• STUDY MATERIAL
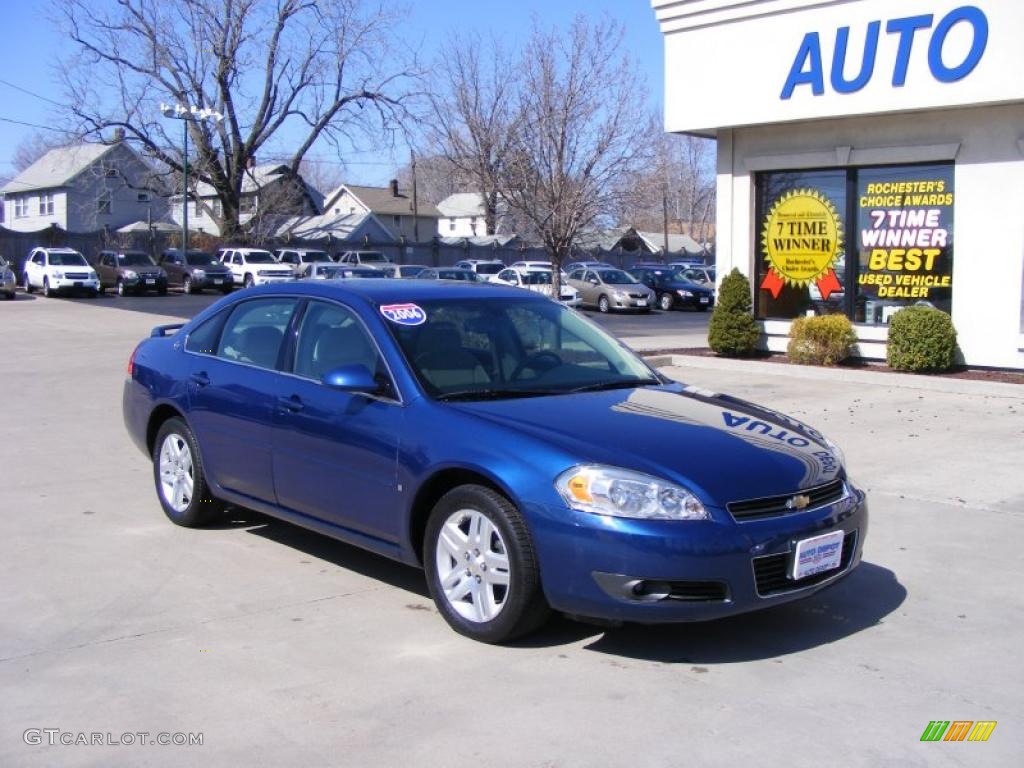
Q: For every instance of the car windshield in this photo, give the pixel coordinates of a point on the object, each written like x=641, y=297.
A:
x=503, y=347
x=536, y=279
x=259, y=257
x=615, y=276
x=68, y=259
x=134, y=259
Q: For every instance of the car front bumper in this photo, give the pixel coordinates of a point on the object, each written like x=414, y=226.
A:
x=664, y=571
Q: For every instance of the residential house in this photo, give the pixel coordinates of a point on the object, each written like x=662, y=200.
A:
x=463, y=215
x=391, y=205
x=83, y=188
x=271, y=189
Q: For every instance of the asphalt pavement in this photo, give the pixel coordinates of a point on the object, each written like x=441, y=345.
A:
x=282, y=647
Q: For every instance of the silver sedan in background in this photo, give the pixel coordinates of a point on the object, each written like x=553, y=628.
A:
x=609, y=289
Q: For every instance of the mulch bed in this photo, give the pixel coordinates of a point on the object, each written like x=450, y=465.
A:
x=961, y=372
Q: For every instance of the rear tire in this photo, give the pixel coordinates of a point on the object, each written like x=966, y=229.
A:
x=481, y=567
x=180, y=480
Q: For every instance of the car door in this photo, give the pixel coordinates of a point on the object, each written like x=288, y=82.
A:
x=232, y=389
x=335, y=454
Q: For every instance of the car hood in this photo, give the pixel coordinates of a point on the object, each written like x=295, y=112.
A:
x=721, y=448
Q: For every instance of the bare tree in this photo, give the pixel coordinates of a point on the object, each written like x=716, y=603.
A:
x=474, y=116
x=581, y=130
x=318, y=73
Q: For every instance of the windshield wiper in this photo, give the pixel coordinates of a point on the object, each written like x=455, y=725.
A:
x=629, y=384
x=495, y=394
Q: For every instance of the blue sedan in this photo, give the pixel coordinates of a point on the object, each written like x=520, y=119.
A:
x=522, y=457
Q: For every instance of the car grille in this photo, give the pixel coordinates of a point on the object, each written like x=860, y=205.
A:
x=697, y=591
x=770, y=572
x=772, y=506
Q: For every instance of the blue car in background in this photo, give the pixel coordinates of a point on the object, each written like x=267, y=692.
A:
x=523, y=458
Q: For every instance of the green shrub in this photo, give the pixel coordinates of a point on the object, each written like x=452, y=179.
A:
x=821, y=341
x=921, y=338
x=732, y=330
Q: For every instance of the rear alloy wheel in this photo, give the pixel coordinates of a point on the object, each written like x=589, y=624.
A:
x=481, y=567
x=180, y=481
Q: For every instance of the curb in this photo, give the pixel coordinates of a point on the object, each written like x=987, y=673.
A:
x=883, y=378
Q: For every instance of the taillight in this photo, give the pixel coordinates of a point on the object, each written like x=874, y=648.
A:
x=131, y=360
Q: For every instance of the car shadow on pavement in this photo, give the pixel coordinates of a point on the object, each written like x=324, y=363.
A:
x=329, y=550
x=862, y=600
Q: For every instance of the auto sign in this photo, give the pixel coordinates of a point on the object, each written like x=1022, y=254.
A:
x=404, y=314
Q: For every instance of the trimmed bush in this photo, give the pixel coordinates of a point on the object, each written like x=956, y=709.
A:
x=921, y=338
x=732, y=331
x=824, y=340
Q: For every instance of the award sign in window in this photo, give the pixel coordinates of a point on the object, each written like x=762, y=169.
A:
x=901, y=235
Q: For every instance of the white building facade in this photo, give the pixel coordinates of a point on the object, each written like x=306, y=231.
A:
x=870, y=156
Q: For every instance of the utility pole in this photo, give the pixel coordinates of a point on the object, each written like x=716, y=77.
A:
x=416, y=200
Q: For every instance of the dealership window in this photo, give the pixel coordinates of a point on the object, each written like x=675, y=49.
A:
x=861, y=242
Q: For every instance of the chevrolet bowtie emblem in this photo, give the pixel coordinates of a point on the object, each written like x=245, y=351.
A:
x=798, y=502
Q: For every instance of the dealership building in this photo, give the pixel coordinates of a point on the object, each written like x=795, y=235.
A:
x=870, y=157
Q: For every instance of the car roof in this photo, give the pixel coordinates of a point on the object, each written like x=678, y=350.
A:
x=388, y=291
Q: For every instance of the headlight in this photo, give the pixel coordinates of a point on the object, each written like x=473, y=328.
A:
x=621, y=493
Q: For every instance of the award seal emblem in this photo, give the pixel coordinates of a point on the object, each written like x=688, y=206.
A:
x=802, y=240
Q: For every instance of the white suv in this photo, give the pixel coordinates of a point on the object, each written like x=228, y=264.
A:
x=364, y=258
x=59, y=270
x=254, y=266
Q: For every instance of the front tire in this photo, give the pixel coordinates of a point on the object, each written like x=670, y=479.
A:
x=177, y=472
x=481, y=566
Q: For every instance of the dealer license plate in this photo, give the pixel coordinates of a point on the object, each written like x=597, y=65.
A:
x=817, y=555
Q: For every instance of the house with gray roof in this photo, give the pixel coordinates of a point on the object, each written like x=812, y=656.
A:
x=391, y=205
x=267, y=190
x=83, y=188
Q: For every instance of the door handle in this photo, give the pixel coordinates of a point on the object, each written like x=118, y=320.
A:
x=293, y=403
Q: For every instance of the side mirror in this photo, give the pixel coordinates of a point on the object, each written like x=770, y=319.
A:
x=350, y=379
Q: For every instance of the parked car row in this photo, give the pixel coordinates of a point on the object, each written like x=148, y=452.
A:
x=592, y=284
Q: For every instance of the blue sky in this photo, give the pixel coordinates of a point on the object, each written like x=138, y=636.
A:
x=32, y=45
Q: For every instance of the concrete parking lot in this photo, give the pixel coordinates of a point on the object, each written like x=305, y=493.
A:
x=282, y=647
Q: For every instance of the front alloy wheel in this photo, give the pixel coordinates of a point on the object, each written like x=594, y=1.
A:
x=181, y=484
x=481, y=567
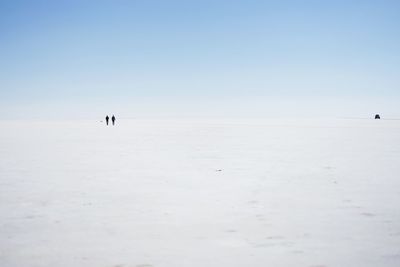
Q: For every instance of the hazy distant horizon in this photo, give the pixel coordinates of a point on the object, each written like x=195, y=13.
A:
x=74, y=59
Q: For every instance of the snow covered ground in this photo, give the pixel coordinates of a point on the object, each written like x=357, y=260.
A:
x=200, y=193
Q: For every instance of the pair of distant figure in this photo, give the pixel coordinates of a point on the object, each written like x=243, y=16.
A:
x=112, y=119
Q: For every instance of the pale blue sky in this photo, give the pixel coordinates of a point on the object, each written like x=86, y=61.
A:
x=83, y=59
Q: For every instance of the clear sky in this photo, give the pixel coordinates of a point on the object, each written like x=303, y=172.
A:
x=84, y=59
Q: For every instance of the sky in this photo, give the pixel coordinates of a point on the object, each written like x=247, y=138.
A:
x=228, y=58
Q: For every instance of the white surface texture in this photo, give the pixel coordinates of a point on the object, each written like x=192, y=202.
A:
x=200, y=193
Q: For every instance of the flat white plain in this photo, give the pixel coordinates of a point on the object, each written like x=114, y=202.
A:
x=200, y=193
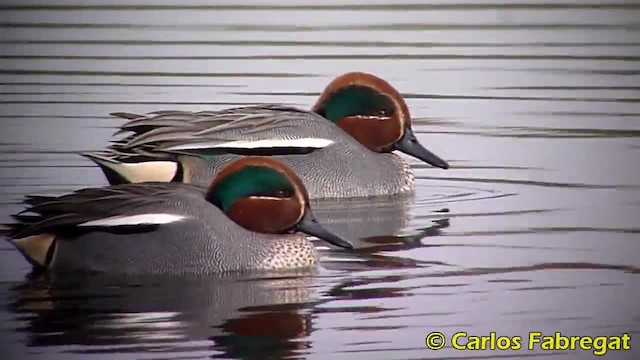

• TASK TO COMPLETE
All lines that include the word "tire" must be copied from the material above.

• PROBLEM SOLUTION
Q: For every instance of the rear tire in this photo, give the pixel coordinates of a point on the object, each written like x=966, y=229.
Q: For every instance of the front tire in this photo, give the pixel coordinates of a point on the object, each written like x=670, y=479.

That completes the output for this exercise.